Start of Data listing

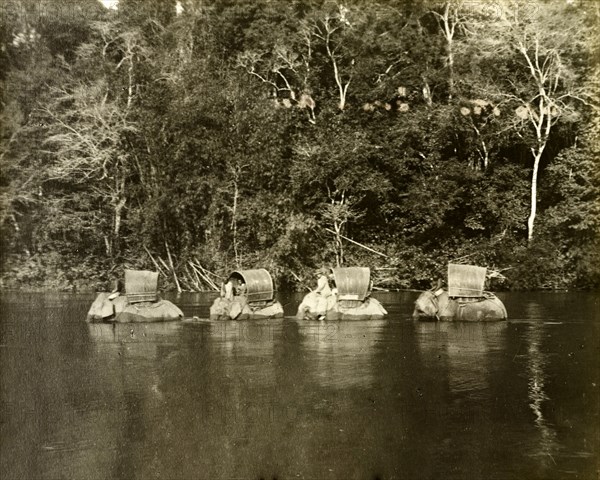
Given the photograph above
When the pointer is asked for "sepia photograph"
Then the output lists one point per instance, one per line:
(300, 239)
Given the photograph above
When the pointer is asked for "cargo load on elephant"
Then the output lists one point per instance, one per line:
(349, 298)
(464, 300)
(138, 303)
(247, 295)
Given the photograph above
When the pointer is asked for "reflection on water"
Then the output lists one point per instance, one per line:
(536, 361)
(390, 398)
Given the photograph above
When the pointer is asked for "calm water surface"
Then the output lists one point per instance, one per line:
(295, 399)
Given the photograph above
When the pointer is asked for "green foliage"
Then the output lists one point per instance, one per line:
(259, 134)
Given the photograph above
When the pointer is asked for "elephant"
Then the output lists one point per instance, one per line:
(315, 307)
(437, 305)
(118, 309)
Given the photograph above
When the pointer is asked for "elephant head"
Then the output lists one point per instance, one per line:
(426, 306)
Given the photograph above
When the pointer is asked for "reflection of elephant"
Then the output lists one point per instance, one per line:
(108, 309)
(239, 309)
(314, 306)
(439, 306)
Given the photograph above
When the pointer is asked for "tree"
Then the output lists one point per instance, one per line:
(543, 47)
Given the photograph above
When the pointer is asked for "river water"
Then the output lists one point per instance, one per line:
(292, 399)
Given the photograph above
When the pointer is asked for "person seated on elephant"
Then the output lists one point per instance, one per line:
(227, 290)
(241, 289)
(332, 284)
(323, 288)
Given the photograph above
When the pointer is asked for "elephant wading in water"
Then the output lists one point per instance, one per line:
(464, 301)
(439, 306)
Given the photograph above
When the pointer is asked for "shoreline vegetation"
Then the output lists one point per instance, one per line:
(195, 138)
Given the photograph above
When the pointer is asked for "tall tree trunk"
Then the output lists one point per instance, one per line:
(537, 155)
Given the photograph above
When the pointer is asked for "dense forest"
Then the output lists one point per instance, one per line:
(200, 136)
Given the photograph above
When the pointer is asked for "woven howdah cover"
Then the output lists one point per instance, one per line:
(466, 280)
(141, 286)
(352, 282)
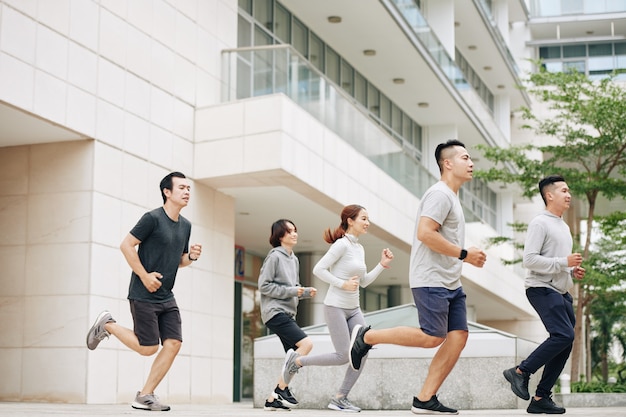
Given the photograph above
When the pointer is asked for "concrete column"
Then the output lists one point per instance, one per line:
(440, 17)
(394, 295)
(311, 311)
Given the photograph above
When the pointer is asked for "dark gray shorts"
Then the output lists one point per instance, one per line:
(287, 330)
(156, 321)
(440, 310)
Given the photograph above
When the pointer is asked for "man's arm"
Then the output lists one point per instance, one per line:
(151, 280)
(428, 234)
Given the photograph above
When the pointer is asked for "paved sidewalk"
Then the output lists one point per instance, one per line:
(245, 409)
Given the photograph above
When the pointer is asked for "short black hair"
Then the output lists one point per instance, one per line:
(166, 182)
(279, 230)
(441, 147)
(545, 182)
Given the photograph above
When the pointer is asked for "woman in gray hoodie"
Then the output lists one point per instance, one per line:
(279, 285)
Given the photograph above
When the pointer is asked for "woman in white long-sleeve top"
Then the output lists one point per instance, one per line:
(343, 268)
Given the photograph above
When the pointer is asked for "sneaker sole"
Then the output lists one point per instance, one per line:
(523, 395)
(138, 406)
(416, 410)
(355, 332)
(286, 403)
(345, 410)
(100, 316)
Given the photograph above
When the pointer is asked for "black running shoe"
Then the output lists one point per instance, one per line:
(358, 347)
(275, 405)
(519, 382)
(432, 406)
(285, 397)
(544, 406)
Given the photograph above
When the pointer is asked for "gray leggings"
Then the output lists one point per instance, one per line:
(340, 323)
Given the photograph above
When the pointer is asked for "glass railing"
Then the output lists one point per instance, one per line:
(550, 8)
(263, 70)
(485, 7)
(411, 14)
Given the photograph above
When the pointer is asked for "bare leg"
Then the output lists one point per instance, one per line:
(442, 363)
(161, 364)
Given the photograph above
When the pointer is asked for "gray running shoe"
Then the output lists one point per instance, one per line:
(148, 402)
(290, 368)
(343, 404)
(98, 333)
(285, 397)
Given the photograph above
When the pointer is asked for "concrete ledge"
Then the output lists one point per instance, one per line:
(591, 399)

End of Data listing

Task objective:
If an entry holds a picture, leave that picture out, and transcribe the rest of the listing above exactly.

Answer box:
Given the photograph above
When the pointer is asked for "sepia photograph"
Then the output lists one point per instance, one per line:
(300, 239)
Given the photograph above
When the pointer is asked for "cargo load on elephant"
Then the output lists one point per instance, one per line:
(349, 298)
(464, 300)
(138, 303)
(247, 295)
Given the photograph above
When the pointer is asked for "reflection on water"
Then the output lists one point per instance, one per line:
(536, 361)
(390, 398)
Given the photograph above
When the pointer is asked for "calm water surface"
Then the output lists one point per instance, one per line:
(295, 399)
Given the photograph above
When the pointer is asked for "green foliage"
Then the output lists one point per instance, one per line:
(259, 134)
Given the photograph above
When the pointer is asked for "elephant"
Then the output lists one point per instance, one per line:
(315, 307)
(437, 305)
(118, 309)
Given the photograph above
When the pointer is asked for "elephant head"
Then the output lists one point per instance, one per line:
(426, 306)
Given the photograph above
When the pointer is asked for "reflection of elephant"
Then the output lists one point per instance, one per line:
(108, 309)
(239, 309)
(314, 306)
(439, 306)
Given the photograph above
When the pointer is asked for "tree"
Then the output lists one point per instance, one per line:
(543, 47)
Given the photograph above
When the pointer is asked for "river water"
Then the output lists one point per instance, one per line:
(292, 399)
Given the photograph above
When the pointer is asked for "person seated on elephant"
Then the output lists one point per instance, one per line:
(227, 290)
(241, 289)
(332, 284)
(323, 288)
Given the photograph above
When the pointer is asked for "elephant wading in water"
Then the output lists one point per instance, one per line:
(464, 301)
(439, 306)
Given the photograph above
When the pointer is asked for "shoreline vegetation"
Then the output lists one point per instance, one per line:
(195, 138)
Given the photograph above
When the pointer is asked for "tall tree trunk"
Then the output lists one point per instance, one per line:
(537, 155)
Given the photograph above
When the pointer is asked for "dense forest"
Then the output lists one point per instance, one per line:
(200, 136)
Given the photograph above
When the pointer is asked for "woven howdah cover"
Then the output lists one point per instance, one per line:
(466, 280)
(141, 286)
(352, 282)
Given the photograph above
When the pointer is asked for "concrete column"
Then the output lists one point per instance, one per line:
(440, 17)
(394, 295)
(311, 311)
Given the photograph above
When the pointer is asked for "dark gray shorts"
Then the output lists one point per instance, one per line:
(287, 330)
(156, 321)
(440, 310)
Given the photograph above
When the pointer is asked for "man's arm"
Then the output lists one point per instance, one per line:
(151, 280)
(428, 234)
Given the photograph above
When the pointer is asked for "paved sidewalk"
Then the output lists one point per instance, one per line:
(245, 409)
Given the photograph above
When the pointer is asked for "short black hair"
Then the output lists one point per instance, one per line:
(166, 182)
(279, 230)
(441, 147)
(545, 182)
Given the photograph above
When the pointer is asked for "woman in gray hoodie"
Then the output lists one point per instance, one per line:
(279, 285)
Given the photograph above
When the pointer is asked for "woman in white long-sleeve top"
Then the output lists one point per instance, one per line:
(343, 268)
Given the photograph above
When the pointer is asked for "sneaker sole"
Then the output lists one point per instance, one per line:
(523, 395)
(138, 406)
(416, 410)
(355, 332)
(286, 403)
(345, 410)
(100, 316)
Given the photograph above
When the pointer is asked for "black running shoe"
Then the output lists one point per instance, one per line:
(358, 347)
(275, 405)
(519, 382)
(432, 406)
(285, 397)
(544, 406)
Given the photograph above
When the pointer is asked for "gray leggings"
Then the output lists one point per instance, one per line:
(340, 323)
Given the photograph above
When the pointer is asked for "glass railing"
Then the output lists one point per instance, one per line:
(550, 8)
(263, 70)
(485, 7)
(411, 14)
Given the photograph above
When the pointer is asked for "bare leg"
Then the output lists one point per instance, one per line:
(442, 363)
(161, 364)
Given the photograph above
When the pointer is asked for "gray running shoe"
Then the output lists one point per instance, one per line:
(148, 402)
(290, 368)
(343, 404)
(98, 333)
(285, 397)
Given the photograph above
When the pointer is asked for "concrete ledge"
Then the output lists one point per instance, one per line:
(591, 399)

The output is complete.